═══ Data to use
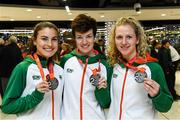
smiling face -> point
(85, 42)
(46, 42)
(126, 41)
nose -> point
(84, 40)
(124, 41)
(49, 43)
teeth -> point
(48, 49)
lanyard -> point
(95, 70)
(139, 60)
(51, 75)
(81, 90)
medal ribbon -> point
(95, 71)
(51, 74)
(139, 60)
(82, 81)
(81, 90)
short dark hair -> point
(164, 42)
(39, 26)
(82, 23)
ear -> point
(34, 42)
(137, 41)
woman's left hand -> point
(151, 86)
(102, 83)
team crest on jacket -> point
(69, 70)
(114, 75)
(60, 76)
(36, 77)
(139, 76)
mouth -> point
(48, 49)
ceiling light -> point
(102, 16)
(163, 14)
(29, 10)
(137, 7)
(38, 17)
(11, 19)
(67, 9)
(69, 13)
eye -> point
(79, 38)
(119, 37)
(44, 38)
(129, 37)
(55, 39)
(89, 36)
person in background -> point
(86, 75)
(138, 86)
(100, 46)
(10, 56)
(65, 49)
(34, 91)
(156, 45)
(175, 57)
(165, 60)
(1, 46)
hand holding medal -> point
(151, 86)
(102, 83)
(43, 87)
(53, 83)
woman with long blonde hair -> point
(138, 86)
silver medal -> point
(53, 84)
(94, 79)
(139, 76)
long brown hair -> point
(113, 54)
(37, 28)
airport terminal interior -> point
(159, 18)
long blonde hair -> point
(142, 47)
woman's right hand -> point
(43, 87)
══════
* Aim of the task *
Quote verbatim the items from the line containing "hand holding medal -> point" through the final line of the items, both included.

* Written solution *
hand holding medal -> point
(151, 86)
(102, 83)
(43, 87)
(53, 83)
woman with long blonde hair -> point
(138, 86)
silver medal -> point
(53, 84)
(94, 79)
(139, 76)
long brown hair -> point
(113, 54)
(37, 28)
airport terminal interior -> point
(159, 18)
long blonde hair -> point
(142, 47)
woman's right hand -> point
(43, 87)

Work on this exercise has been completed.